- **INSTRUCTION**:
Reproduce the listing below in full and without alteration, apart from its pictures.
___ DATASET CONTENT ___
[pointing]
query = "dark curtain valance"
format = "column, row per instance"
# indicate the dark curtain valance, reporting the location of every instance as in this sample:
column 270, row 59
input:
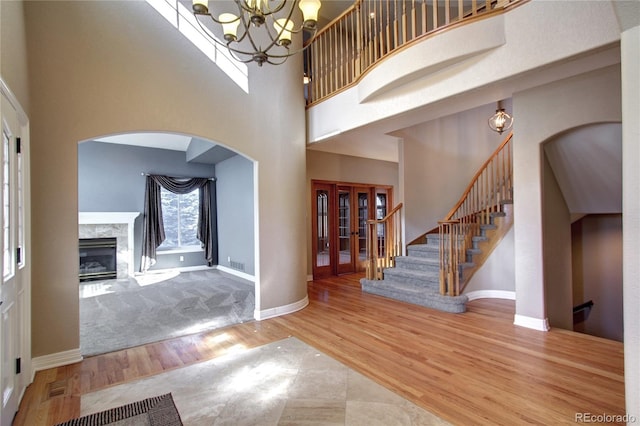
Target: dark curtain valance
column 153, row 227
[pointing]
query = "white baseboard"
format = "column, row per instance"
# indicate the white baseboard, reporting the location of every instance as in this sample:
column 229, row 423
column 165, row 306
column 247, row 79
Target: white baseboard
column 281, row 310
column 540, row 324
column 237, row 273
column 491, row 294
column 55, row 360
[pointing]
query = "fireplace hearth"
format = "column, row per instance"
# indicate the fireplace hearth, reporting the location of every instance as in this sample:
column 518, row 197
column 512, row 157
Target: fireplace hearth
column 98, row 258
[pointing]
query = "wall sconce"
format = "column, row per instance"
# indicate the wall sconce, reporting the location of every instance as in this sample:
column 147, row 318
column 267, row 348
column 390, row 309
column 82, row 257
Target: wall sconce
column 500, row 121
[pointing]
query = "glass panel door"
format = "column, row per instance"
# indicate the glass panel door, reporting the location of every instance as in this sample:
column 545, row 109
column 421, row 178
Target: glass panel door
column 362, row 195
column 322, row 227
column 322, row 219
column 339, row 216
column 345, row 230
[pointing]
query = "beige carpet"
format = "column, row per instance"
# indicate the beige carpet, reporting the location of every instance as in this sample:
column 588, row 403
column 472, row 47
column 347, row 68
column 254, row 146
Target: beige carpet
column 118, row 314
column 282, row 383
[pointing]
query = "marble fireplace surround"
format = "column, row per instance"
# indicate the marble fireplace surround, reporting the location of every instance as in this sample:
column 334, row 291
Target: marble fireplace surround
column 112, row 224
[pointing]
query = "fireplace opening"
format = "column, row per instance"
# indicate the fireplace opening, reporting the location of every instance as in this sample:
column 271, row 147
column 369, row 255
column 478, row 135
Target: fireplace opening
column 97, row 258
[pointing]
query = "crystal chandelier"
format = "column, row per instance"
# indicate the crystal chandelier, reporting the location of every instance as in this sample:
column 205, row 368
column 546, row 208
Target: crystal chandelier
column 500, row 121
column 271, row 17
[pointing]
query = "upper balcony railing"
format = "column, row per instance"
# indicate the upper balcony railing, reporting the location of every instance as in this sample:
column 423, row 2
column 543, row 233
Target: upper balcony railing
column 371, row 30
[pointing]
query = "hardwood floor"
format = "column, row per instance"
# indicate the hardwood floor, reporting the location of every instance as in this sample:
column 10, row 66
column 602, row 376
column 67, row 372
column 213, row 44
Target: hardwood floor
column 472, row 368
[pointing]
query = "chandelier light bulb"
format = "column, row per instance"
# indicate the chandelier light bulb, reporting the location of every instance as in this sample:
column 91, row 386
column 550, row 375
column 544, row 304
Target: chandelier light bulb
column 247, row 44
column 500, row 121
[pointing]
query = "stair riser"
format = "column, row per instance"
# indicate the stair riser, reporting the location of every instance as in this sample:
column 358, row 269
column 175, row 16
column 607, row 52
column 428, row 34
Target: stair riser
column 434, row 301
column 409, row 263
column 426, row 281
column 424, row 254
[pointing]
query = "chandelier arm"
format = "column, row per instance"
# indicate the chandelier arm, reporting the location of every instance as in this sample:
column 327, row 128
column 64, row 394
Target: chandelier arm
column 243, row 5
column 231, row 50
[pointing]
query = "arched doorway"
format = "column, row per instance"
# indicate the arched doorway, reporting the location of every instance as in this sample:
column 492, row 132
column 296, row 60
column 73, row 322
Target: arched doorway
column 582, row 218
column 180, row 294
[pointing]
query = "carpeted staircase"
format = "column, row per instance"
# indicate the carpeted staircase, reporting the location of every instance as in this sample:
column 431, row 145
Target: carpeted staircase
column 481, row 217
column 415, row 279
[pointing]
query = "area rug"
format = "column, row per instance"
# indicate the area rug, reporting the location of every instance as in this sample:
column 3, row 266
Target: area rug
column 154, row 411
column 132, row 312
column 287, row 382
___
- **RESULT OF THIS EXERCISE**:
[pointing]
query = "dark curtain valance"
format = "column, row per instance"
# indicate the dark curtain valance, reporting the location of every instance as in this sample:
column 270, row 59
input:
Target: dark curtain valance
column 153, row 227
[pointing]
query = "white baseboard"
format = "column, row per instance"
# indicate the white baseboard, reporting the location of every instance as in this sample:
column 229, row 423
column 165, row 306
column 247, row 79
Target: white baseboard
column 281, row 310
column 540, row 324
column 237, row 273
column 491, row 294
column 55, row 360
[pointing]
query = "fireplace hearth"
format = "column, row per instance"
# indicate the fireplace hearth, reporting the location of every instance as in this sample:
column 518, row 197
column 512, row 157
Target: fireplace hearth
column 98, row 258
[pointing]
query = "wall sconce"
format = "column, row per instance"
# indicate the wall sconce, reporting the location of every instance as in this sample:
column 147, row 318
column 267, row 348
column 390, row 309
column 82, row 257
Target: wall sconce
column 500, row 121
[pointing]
query = "glass panel door"
format = "column, row per instance"
# indicate the glass panel door, reporting the location of every instance as in this sample:
column 545, row 109
column 421, row 178
Target: glass panel door
column 362, row 195
column 322, row 227
column 322, row 219
column 339, row 216
column 345, row 230
[pointing]
query = "beige carpet"
format = "column, row per instance"
# indicate the beige carpet, reporting the location of every instance as in this sample:
column 588, row 403
column 472, row 47
column 347, row 68
column 254, row 146
Target: beige carpet
column 118, row 314
column 282, row 383
[pointing]
query = "marble fireplace surround"
format = "column, row per instance"
# indicate the marble fireplace surround, reporting the location of every instance as in this sample:
column 334, row 291
Target: marble fireplace surround
column 112, row 224
[pointing]
query = "fireplace opening"
format = "column, row per instance"
# indicate the fireplace opening, reporting the location of every instance as in this sample:
column 271, row 147
column 369, row 255
column 478, row 135
Target: fireplace opening
column 97, row 258
[pointing]
query = "crystal chandelier"
format = "column, row per instance"
# indicate the crystal chandelier, reporting the location of every instance as in this sample:
column 205, row 368
column 546, row 208
Target: crystal chandelier
column 500, row 121
column 271, row 17
[pointing]
query = "upper balcony railing"
format = "column, row per instance"
# indicate the upper balcony railing, reporting the location of every instance as in this sample:
column 423, row 2
column 543, row 233
Target: upper balcony railing
column 371, row 30
[pointing]
query = "hardwood floor"
format = "column, row per instance"
# indicate the hardwood floor, reporting the location of every instance as in this sample:
column 10, row 66
column 602, row 376
column 67, row 372
column 213, row 44
Target: hardwood floor
column 472, row 368
[pointing]
query = "chandelier light bulb"
format = "column, row per instance"
# indicate the chandelier light bulb, reporting the location of every instance as in this sample:
column 91, row 386
column 550, row 375
column 544, row 304
Target: chandelier light bulb
column 247, row 44
column 500, row 121
[pointing]
query = "stair riser"
format = "column, row per instance"
# indicate the stair riser, reporting the location of every instance as in this sample:
column 358, row 269
column 175, row 16
column 607, row 52
column 428, row 34
Target: stair riser
column 434, row 301
column 409, row 263
column 426, row 281
column 424, row 254
[pointing]
query = "chandelier arm"
format = "column, row per instance"
# indicate the chandelier arm, reporting the location of every instance as in this sample:
column 327, row 128
column 64, row 394
Target: chandelier arm
column 243, row 5
column 231, row 50
[pointing]
query = "arched doorway"
format = "column, row per instance"
# indicate the arched doorway, reporting the location of every instance as in this sample:
column 492, row 132
column 296, row 60
column 73, row 322
Target: arched doorway
column 582, row 218
column 180, row 294
[pointing]
query = "carpeted staircase"
format = "column, row per instance"
# indicate the carpeted staircase, reporting the location of every instance as in this sample:
column 431, row 145
Target: carpeted staircase
column 481, row 217
column 415, row 279
[pointing]
query = "area rug"
format = "column, row per instance"
# indicate the area rug, reporting the location of every instance as in this sample:
column 3, row 266
Target: area rug
column 154, row 411
column 132, row 312
column 287, row 382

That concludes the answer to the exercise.